**Data for analysis:**
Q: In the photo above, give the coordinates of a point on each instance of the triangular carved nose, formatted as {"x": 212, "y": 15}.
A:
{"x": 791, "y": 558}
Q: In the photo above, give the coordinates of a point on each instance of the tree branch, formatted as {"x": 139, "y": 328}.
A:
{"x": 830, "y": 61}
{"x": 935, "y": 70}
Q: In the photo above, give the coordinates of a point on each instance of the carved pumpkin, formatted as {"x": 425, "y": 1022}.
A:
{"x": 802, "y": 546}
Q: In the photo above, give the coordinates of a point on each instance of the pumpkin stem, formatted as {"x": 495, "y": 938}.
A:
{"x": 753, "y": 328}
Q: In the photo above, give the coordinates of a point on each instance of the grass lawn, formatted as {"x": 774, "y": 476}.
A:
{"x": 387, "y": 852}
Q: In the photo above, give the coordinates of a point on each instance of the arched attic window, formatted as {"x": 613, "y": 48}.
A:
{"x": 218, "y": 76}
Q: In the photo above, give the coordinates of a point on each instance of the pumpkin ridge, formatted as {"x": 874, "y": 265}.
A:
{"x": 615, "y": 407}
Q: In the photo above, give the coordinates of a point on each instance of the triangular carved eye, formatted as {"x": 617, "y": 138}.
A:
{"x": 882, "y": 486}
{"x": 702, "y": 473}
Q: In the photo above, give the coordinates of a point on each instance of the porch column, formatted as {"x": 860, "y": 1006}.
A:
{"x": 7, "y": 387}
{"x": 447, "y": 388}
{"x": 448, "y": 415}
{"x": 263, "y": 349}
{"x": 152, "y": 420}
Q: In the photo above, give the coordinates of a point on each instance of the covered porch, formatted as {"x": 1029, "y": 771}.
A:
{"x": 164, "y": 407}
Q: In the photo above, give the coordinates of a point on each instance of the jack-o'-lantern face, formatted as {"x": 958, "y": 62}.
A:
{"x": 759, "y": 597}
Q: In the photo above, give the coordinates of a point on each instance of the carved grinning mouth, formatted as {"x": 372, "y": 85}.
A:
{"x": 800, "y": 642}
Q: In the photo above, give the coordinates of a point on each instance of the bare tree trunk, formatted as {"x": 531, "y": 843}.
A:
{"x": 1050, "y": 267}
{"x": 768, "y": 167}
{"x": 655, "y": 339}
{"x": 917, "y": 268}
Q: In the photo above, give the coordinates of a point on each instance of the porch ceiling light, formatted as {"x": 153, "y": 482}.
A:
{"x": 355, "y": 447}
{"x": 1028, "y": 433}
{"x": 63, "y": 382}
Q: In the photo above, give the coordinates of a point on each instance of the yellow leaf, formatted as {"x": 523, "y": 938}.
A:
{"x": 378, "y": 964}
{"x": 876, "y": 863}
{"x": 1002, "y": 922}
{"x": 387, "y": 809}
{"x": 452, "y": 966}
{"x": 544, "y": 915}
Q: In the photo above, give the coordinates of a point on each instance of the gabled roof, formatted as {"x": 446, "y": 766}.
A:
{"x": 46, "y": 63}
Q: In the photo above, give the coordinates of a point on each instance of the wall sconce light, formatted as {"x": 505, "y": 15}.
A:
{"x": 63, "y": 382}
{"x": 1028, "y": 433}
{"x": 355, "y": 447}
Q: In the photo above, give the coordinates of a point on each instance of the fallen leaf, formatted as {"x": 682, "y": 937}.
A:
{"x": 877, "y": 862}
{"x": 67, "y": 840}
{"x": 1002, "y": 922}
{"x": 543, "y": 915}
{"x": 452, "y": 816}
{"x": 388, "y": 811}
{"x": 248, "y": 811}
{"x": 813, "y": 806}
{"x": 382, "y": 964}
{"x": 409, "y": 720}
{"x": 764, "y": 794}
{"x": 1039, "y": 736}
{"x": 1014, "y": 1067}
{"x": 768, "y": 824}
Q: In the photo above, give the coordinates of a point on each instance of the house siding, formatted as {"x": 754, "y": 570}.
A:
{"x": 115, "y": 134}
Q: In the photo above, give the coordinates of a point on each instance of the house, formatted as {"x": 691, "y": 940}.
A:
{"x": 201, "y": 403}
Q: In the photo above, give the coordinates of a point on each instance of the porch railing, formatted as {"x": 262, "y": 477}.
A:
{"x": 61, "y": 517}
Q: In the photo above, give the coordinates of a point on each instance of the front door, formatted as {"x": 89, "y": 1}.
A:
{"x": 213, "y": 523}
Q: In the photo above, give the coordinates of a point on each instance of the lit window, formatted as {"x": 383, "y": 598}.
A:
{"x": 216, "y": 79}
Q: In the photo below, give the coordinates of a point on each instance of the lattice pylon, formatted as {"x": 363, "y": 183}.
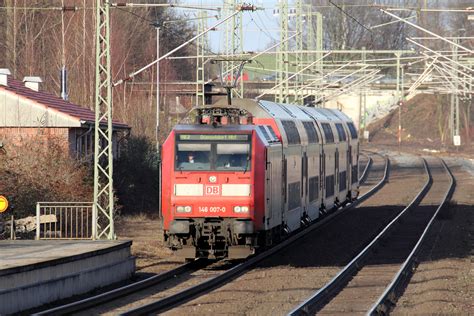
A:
{"x": 103, "y": 211}
{"x": 282, "y": 64}
{"x": 200, "y": 50}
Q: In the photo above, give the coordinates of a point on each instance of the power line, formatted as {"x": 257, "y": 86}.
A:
{"x": 350, "y": 16}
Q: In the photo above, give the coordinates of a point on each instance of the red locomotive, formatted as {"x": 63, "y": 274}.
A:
{"x": 246, "y": 174}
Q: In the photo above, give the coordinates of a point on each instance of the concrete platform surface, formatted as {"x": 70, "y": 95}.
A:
{"x": 33, "y": 273}
{"x": 34, "y": 253}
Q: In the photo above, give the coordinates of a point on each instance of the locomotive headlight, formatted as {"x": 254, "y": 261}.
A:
{"x": 184, "y": 209}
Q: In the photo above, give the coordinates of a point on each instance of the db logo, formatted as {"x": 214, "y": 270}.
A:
{"x": 212, "y": 190}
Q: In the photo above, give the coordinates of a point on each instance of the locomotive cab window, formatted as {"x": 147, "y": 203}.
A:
{"x": 213, "y": 152}
{"x": 232, "y": 156}
{"x": 194, "y": 156}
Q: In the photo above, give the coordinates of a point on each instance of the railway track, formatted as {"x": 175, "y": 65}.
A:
{"x": 158, "y": 283}
{"x": 372, "y": 281}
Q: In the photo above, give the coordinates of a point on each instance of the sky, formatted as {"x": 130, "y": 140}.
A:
{"x": 260, "y": 27}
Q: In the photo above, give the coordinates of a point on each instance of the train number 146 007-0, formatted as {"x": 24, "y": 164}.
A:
{"x": 212, "y": 209}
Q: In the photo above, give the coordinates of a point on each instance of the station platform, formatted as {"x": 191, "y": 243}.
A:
{"x": 33, "y": 273}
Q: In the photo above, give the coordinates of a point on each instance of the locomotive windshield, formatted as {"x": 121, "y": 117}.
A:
{"x": 213, "y": 152}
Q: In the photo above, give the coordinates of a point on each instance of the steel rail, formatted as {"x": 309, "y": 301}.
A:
{"x": 393, "y": 290}
{"x": 195, "y": 291}
{"x": 323, "y": 295}
{"x": 119, "y": 292}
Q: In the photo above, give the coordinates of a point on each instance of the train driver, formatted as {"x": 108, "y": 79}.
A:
{"x": 190, "y": 157}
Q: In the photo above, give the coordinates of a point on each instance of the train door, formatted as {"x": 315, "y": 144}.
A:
{"x": 336, "y": 172}
{"x": 284, "y": 186}
{"x": 349, "y": 169}
{"x": 304, "y": 182}
{"x": 322, "y": 177}
{"x": 269, "y": 192}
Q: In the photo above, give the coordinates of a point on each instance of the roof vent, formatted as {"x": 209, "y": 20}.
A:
{"x": 32, "y": 82}
{"x": 4, "y": 73}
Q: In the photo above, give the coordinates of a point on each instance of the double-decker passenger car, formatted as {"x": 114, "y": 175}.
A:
{"x": 244, "y": 175}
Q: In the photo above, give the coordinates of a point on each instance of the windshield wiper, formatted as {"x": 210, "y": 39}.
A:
{"x": 247, "y": 164}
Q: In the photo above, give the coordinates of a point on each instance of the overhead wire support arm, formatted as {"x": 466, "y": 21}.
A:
{"x": 292, "y": 76}
{"x": 133, "y": 74}
{"x": 427, "y": 31}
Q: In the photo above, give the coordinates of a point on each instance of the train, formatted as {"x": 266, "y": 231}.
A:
{"x": 243, "y": 175}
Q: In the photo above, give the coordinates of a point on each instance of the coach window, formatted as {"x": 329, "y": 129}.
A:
{"x": 193, "y": 156}
{"x": 232, "y": 156}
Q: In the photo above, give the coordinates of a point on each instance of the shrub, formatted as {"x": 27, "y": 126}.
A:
{"x": 136, "y": 177}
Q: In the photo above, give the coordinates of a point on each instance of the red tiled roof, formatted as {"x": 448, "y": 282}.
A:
{"x": 54, "y": 102}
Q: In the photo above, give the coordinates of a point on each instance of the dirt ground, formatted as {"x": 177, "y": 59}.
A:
{"x": 443, "y": 283}
{"x": 425, "y": 127}
{"x": 148, "y": 246}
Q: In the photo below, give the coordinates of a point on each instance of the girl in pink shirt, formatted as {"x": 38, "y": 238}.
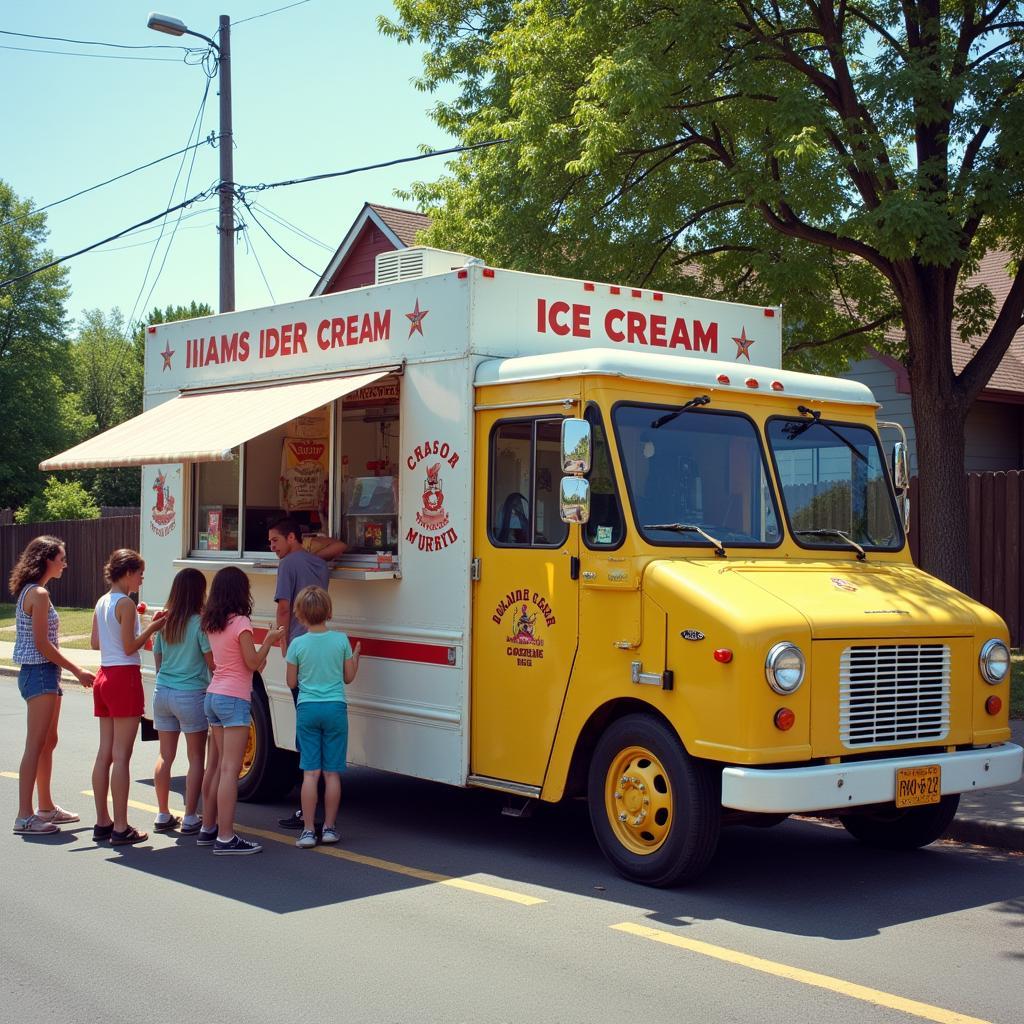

**Problem to work on:**
Find each line in the material above that carries the string "triangular", and copy it.

**Expected answer:**
Q: In the photo above, give the coordinates of a point on each instance of the triangular carved nose, formatted as {"x": 212, "y": 15}.
Q: In the photo above, give the coordinates of a point on each instance of the triangular carved eye, formatted as {"x": 617, "y": 138}.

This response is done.